Work to complete
Extract the whole listing as it stands. Do not include the pictures.

Source material

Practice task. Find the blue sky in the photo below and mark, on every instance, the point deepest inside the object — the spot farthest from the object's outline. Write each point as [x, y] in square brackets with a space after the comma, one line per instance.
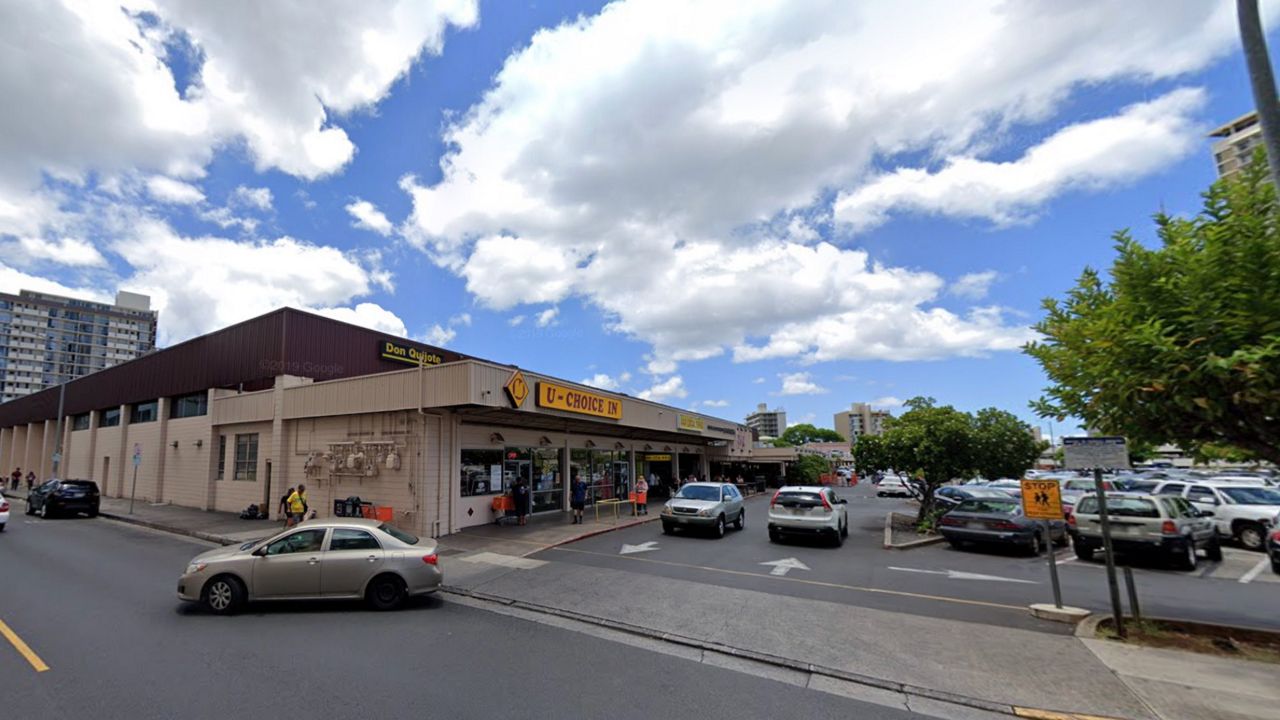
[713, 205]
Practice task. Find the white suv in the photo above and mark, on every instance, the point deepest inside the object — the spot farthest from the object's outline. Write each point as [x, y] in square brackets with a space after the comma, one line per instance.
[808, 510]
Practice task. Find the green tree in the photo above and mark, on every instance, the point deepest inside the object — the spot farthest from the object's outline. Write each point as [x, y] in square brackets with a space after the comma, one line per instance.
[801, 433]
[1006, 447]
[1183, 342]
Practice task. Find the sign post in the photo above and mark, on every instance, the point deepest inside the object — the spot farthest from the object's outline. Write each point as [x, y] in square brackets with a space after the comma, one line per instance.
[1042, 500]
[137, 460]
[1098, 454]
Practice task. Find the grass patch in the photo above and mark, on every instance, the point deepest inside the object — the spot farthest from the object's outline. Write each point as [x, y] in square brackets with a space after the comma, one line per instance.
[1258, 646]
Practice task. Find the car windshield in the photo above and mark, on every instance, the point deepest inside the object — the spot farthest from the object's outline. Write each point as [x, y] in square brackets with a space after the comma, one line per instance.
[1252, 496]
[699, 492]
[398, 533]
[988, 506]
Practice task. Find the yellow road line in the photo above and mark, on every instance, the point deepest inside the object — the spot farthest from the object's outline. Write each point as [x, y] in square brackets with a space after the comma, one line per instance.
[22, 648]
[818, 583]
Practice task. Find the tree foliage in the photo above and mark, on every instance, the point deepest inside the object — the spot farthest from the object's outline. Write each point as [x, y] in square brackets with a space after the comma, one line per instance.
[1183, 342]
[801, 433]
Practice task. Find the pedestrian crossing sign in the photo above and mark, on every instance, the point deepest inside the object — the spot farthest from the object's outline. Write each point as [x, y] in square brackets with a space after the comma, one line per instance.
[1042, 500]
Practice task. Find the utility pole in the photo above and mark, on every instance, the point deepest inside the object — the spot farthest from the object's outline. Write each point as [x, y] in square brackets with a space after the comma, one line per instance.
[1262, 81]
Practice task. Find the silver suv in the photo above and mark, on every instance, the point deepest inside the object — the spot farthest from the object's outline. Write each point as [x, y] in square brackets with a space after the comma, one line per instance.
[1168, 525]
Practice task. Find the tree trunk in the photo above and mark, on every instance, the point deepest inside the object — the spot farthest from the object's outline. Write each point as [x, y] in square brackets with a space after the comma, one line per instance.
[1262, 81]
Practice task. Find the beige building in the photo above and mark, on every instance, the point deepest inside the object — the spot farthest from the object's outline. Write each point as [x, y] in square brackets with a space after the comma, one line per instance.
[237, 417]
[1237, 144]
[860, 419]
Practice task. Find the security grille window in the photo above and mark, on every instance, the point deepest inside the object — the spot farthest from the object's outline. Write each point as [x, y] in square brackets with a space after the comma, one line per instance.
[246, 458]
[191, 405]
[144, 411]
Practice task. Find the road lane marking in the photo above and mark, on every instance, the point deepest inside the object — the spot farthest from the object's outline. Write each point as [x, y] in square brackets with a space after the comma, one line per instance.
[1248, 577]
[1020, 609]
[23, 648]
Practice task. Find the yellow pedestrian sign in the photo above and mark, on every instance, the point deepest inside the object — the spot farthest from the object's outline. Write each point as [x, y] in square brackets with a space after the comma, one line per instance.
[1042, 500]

Solved problem
Practice task. Find the blue sky in the photo below and mark, on every instance, the point deepest inside the object — the spot farthest from the object's outline. Write each point as [x, y] in square brackets with a space after the comma, one line per instance.
[713, 205]
Practice task. Find the white suv in the photo above and mark, on every instance, the point deepest inside the object — the spot farthest from the object's outline. Write each point as [x, y] in square brackets with a space after the comma, one line per instance.
[808, 510]
Practice task. Find the green tree in the photo above and mark, on every instance, the point deepest inside the object — the spot farthest from the object's outline. Write each point as [x, y] in square brackets with a space after the comma, one line per instance.
[801, 433]
[1006, 447]
[1183, 342]
Practice task. Find the sign post in the photo above and mark, on every instance, the point deepest inside the object — the spot farthest from the object's outline. Write each point as [x, y] in square brackets with a space after the comma, one line per instance.
[1042, 500]
[137, 460]
[1098, 454]
Practice task. Find the grass patch in the photo above and mark, on every instance, the point deepest inside the object — the spot farthest from the object's outline. Write each point as [x, y] in square brackets with a space after the comma, one line per instance.
[1258, 646]
Practice task. Find the car windshield in the photo above and mark, on every instance, the point deepest inside the object — the spot farthest from the object's outline. Write each point as [x, y] in square brackets with a space after the comma, one line per instance.
[1252, 496]
[699, 492]
[398, 533]
[988, 506]
Practice task. Find the yellow road line in the photo above and mark, on every instance, the point deepest inside the object — the spot farthest from the object's outline. Write each point as [x, y] in square brackets with a space after the comma, one line per instance.
[22, 648]
[818, 583]
Practice task. Find the tree foliage in the photo above and mark, on every instance, the point deepest inside the object — the spot farthest from the object's outline. Write each point as [x, y] in square brackets with a space after the comma, one line per instance.
[1183, 342]
[801, 433]
Practice task. Find the pedestrian crossing sign in the photo above and mark, on every instance, the point deepest inside the object — the spot farthest from the object's outline. Write each point as [x, y] in square brackets with a space after the comma, one line per instance.
[1042, 500]
Practice task. Find the utility pole in the photo above and mark, on every instance, the point deepest inside the object — the spot farthest from the object's outline. Write each point as [x, y] in square brackets with a space after the comma, one line per instance.
[1262, 81]
Practice task. Find the silver suv in the photo above and mark, on every instance, the point deepest inside the object — the spot farthest from the object's outline. Write each point as [x, y] in square brackets with a space after the comma, one line per instance.
[1168, 525]
Practice task. Find the tree trunk in the photo above and mark, on every instance, the point deepest inside the object — the spot farthest from the object's outline. Write each point as [x, y] in square brackets with a space after the comma, one line per instance.
[1262, 81]
Practice task. Find the beige building in the photo above and mark, on every instance, the point deepest inside the object — the spot farthest from the object's outline. Write each point as [x, y] in square brackets with a space after the comma, one line per instance.
[237, 417]
[1237, 144]
[860, 419]
Practice task. Find the security grille window in the photo above and mark, on every instance, the point deepest inside the object — the spot farthest from the object's outline. Write each point as [x, y] in square brackets with a space after the comma, one line per instance.
[246, 458]
[191, 405]
[144, 411]
Practice task. Find the road lane marking in the photo above and mark, on every instance, the point deepest inside the object — the spot farthest from the object's outline. Write each point as [x, y] in square brackets with a space after the comma, one line per instance.
[1248, 577]
[1020, 609]
[23, 648]
Practice task. Find the yellow pedestrian sign in the photo above and mark, on every instance, the point deepest inside the object — the spot farthest from the object's outline. Write each point as [x, y] in square brackets with a space after the comma, one line per instance.
[1042, 500]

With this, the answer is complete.